- SHORT PROBLEM -
Reproduce the passage of the court opinion excerpt from "The argument of" to "the second assailant.".

- SOURCE EXTRACT -
(begin)
In his reply brief, appellant asserts that no instruction told the jury that it could not consider Johnson’s prior violent acts against appellant. As will be discussed in more detail in part III., post, the relevant instructions made clear that this evidence could be used only against Johnson. (See CALJIC No. 2.50; Evid. Code, § 1103.)
The arguments of counsel also indicate an understanding that these statements and prior acts were relevant only to Johnson and his state of mind during the attack. For example, in his closing argument, the prosecutor first focused on Johnson, discussing the evidence—including Johnson’s statements to police and prior violent acts—and argued that it showed that Johnson was guilty of murder, rather than any lesser offense. As to appellant, the prosecutor looked at evidence that showed appellant was with Johnson on the night of the offense, including evidence that the two men were friends and the evidence from Long, Parker (via Detective Rittenhouse), and Mahomes. The prosecutor argued that all of this evidence demonstrated that appellant was the unnamed man who participated in the attack. Finally, the prosecutor commented on the weaknesses in the evidence provided by appellant’s alibi witnesses.
The argument of appellant’s attorney similarly shows that the focus, with respect to appellant, was on the evidence that purported to prove that he was present during the attack. Counsel attempted to depict the Berkeley Police Department’s investigation as inept and discussed Long and Parker’s motives to lie in implicating appellant as the second assailant.
In his closing argument, Johnson’s attorney focused on Johnson’s state of mind, referring to appellant only when arguing that the evidence showed it was appellant who suggested going back to kill King and that appellant was the one who went back and stomped on her.
(end)
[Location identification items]
(begin)
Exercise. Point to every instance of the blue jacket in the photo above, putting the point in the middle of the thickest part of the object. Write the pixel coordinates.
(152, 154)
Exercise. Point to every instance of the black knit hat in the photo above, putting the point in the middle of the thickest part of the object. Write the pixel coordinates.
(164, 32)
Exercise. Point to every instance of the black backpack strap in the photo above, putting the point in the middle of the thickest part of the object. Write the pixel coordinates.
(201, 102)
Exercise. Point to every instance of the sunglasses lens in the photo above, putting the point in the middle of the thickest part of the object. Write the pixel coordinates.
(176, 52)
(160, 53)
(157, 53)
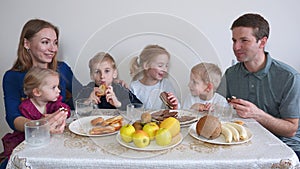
(end)
- FINAL RESULT -
The argument of appellant’s attorney similarly shows that the focus, with respect to appellant, was on the evidence that purported to prove that he was present during the attack. Counsel attempted to depict the Berkeley Police Department’s investigation as inept and discussed Long and Parker’s motives to lie in implicating appellant as the second assailant.